▶ [Extracted entries]:
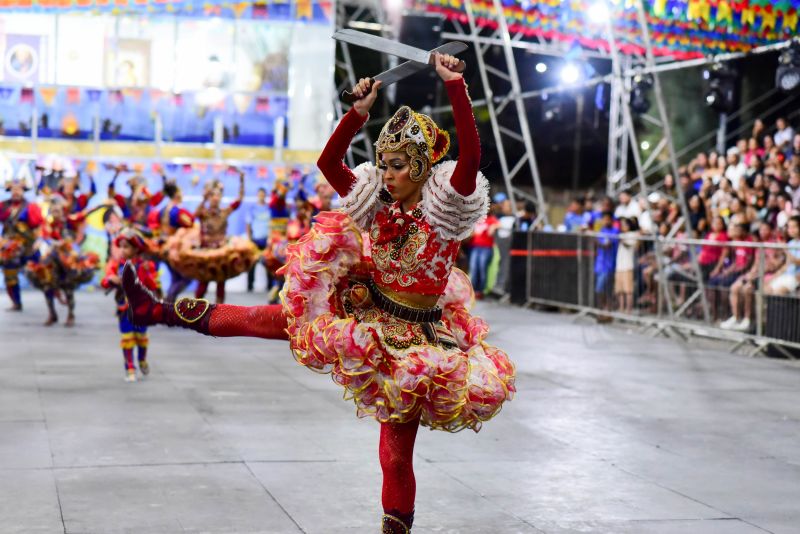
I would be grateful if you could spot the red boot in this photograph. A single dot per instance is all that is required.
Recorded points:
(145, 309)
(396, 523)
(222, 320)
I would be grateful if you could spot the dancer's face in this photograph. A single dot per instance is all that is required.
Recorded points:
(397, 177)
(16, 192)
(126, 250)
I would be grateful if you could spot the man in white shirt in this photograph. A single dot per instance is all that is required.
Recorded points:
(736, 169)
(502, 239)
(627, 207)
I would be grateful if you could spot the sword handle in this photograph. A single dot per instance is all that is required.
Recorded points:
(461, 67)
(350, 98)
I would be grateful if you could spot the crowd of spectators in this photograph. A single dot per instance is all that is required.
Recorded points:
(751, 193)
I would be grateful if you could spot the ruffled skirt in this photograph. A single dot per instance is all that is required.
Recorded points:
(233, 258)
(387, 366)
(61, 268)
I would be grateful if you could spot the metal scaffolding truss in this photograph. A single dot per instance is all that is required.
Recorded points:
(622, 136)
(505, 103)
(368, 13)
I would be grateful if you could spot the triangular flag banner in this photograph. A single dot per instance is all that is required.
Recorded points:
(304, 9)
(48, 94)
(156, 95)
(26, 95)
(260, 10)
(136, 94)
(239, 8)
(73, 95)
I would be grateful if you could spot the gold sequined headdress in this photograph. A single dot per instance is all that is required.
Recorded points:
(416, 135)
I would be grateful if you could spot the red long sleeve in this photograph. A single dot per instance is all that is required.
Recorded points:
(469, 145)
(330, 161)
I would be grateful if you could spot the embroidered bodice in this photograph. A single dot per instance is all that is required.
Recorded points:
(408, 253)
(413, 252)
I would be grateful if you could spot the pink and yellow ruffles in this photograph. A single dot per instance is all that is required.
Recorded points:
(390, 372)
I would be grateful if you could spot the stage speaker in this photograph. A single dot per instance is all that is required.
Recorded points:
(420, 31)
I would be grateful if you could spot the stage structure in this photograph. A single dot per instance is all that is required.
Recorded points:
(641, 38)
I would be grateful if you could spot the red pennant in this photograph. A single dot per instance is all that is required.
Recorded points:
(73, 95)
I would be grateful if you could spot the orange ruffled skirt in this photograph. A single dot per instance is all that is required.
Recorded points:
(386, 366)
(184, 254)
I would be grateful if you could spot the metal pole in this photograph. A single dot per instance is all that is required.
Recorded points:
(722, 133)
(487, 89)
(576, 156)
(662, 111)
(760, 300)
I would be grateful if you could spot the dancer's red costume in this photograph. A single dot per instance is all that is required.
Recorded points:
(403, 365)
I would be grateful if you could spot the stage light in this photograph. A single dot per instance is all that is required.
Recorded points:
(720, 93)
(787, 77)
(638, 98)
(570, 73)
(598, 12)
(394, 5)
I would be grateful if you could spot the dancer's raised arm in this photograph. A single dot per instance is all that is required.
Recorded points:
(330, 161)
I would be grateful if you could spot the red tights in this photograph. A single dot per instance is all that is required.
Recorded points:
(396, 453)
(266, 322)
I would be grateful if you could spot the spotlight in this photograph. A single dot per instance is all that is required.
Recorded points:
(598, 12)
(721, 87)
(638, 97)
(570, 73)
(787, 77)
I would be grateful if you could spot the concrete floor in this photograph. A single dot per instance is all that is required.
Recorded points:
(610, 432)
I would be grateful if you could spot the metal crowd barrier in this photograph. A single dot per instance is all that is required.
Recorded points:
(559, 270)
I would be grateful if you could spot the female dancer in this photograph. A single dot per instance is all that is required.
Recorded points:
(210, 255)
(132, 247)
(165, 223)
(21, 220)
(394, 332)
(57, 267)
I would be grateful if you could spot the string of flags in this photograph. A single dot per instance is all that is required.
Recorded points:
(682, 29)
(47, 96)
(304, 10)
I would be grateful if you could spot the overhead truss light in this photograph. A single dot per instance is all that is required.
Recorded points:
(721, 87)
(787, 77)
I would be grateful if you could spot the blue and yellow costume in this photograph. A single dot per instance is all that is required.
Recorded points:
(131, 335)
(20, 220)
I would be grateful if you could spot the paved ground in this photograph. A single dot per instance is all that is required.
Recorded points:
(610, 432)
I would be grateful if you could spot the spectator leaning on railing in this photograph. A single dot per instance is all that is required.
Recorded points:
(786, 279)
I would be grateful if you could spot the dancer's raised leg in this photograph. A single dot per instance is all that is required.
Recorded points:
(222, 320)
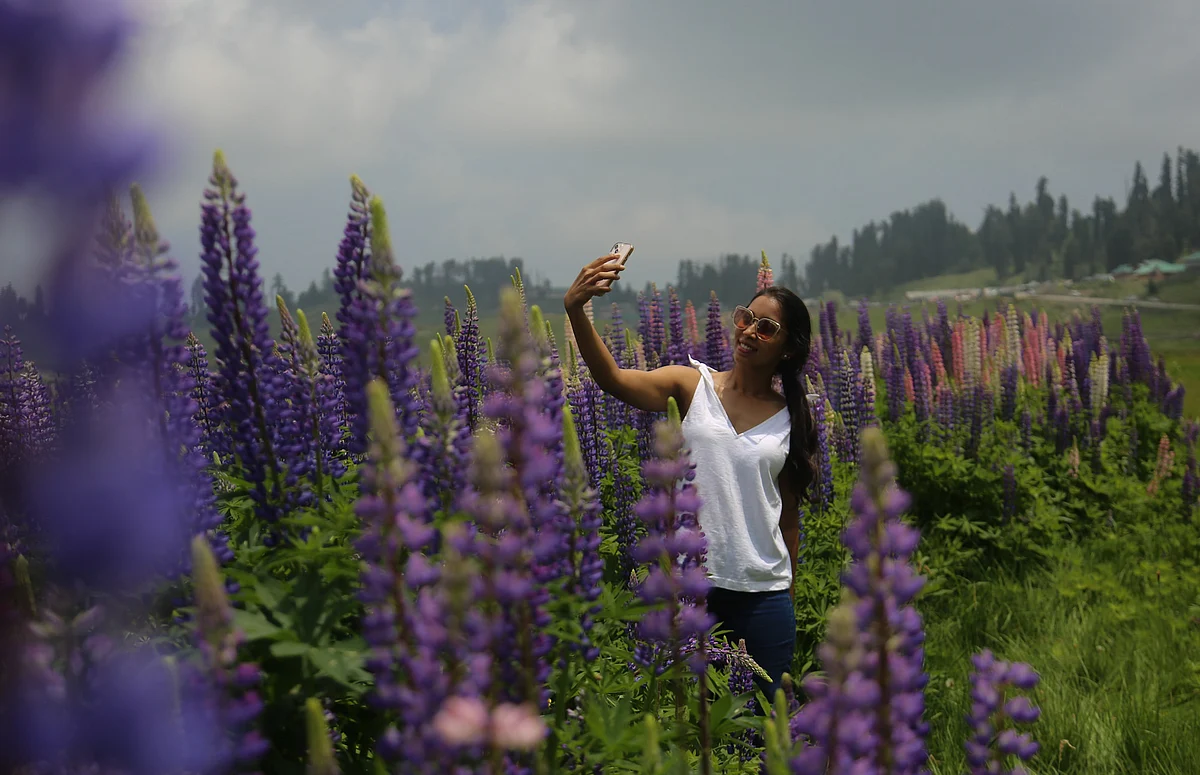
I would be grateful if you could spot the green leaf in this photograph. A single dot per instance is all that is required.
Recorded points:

▶ [Instruction]:
Every record above should be written out again without change, except that the pictures are left out.

▶ [Answer to this task]:
I would be grateful if you could spot the red boot in this photograph. A single dot per instance is all that is required.
Recorded points:
(145, 309)
(396, 523)
(222, 320)
I would be grateful if you could spot the dancer's face in this photograph. A single dot per instance is all that is required.
Recorded points:
(397, 177)
(16, 192)
(126, 250)
I would be grateful if you could spot the man in white shirt in this photograph. A single dot per instance is all that is required.
Recorded points:
(736, 169)
(502, 239)
(627, 207)
I would be grateful if you could spot the sword handle in this photograph. A single dot per instance is all that is required.
Recorded points:
(461, 67)
(350, 98)
I would be grateful if you could spot the crowd of spectators in this photograph. A single dot per instance is all that is required.
Recorded points:
(751, 193)
I would be grateful if you could spot the ruffled skirt in this photograph. A single dot per instance is all that is required.
Recorded points:
(233, 258)
(387, 366)
(61, 268)
I would be grateful if you could spot the metal scaffolding truss in this photograph. A single dot per instance is all that is required.
Recorded points:
(622, 136)
(505, 103)
(368, 13)
I would be grateful if you could spot the triangular flag banner in this photograph. A single dot per instance is all that is required.
Recorded points:
(304, 9)
(48, 94)
(156, 95)
(26, 95)
(260, 10)
(136, 94)
(239, 8)
(73, 95)
I would be grateful if you could spot the gold sequined headdress in this photograph. A single dot per instance is all that is required.
Recorded points:
(416, 135)
I would be grateful if you could spot the red long sleeve in this photograph. A single dot per instance is all that is required.
Recorded points:
(469, 145)
(330, 161)
I would be grateful if you could spot the embroidered bodice in this photograph. A single dot per instance is all that is required.
Recorded points:
(408, 253)
(413, 252)
I would be grateful if you could spot the pink and yellow ruffles in this photograph. A single dot per instance is all that is required.
Recorded points:
(390, 372)
I would be grateful if you could spot the stage speaker in this photograph. A single dot per instance is all that is required.
Recorded points:
(420, 31)
I would be grateful if you could spot the stage structure in this photograph. A single dot per instance is all that is required.
Recorded points:
(641, 38)
I would be grateful if you could spot the red pennant in this photograph. A single dot per instance is all that is required.
Recorded points:
(73, 95)
I would be grateful if you could spot the orange ruffled skirt in this photograph. A single dot per instance is all that is required.
Recorded points:
(386, 366)
(184, 254)
I would be grateful if you could spot the metal pole in this photograph. A single dot per instance is all that is required.
Recorded points:
(722, 133)
(487, 89)
(576, 156)
(662, 111)
(760, 300)
I would be grateful if you could spot the dancer's red costume in this photograph. A single dot per instance is all that is required.
Recorded points:
(403, 365)
I would be grateful if you could spot the stage light in this photograph. A single dot per instance is all that is required.
Recorded points:
(720, 93)
(787, 77)
(638, 98)
(570, 73)
(598, 12)
(394, 5)
I would be grateful if you could spot the dancer's raised arm in this photograph. A single dot per instance is all that is required.
Recorded points:
(330, 161)
I would be grateful if you could spot the red tights in this photograph. A single dot per instance is all that is required.
Recorded points:
(396, 453)
(266, 322)
I would be grateful if you could spot the spotlight in this photograph. A single dot per instance is all that is required.
Recorded points:
(598, 12)
(721, 87)
(638, 97)
(570, 73)
(787, 77)
I would be grateful if you could spot the concrete floor in this photograph. A single dot per instance is all that is required.
Recorded points:
(610, 432)
I would be grateful if you could spot the metal crowd barrier in this photograph. A single dot per instance is all that is required.
Recorded points:
(559, 270)
I would be grateful if you could spot the female dancer in this photograph. A single dot per instance is all that is required.
Recorded points:
(210, 255)
(132, 247)
(165, 223)
(21, 220)
(394, 332)
(57, 267)
I would be grateful if you could spot the string of flags in this photograph. A single dot per instance is all that is required.
Recorded points:
(682, 29)
(47, 96)
(304, 10)
I would be grateful if you could spot the overhead truss light in this photograph. A single dot per instance is all that is required.
Recorded points:
(721, 87)
(787, 77)
I would be grateful if you could spot the blue and yellow costume in this photograph. A single dot per instance is all that is required.
Recorded points:
(131, 335)
(20, 220)
I would be grateful if you could spot the paved ground in this photograph. A single dot per instance is all that is required.
Recorded points:
(610, 432)
I would be grateful if you could spot the spectator leaning on railing in this photograph. A single dot per instance is all that is required.
Recorded points:
(786, 279)
I would be grateful if you could spot the dancer's raised leg in this photograph. A single dot per instance is all that is required.
Recorded points:
(222, 320)
I would be grateful if you could spot the green leaf in this photograph. A single dot per instance is all that is required.
Recorded points:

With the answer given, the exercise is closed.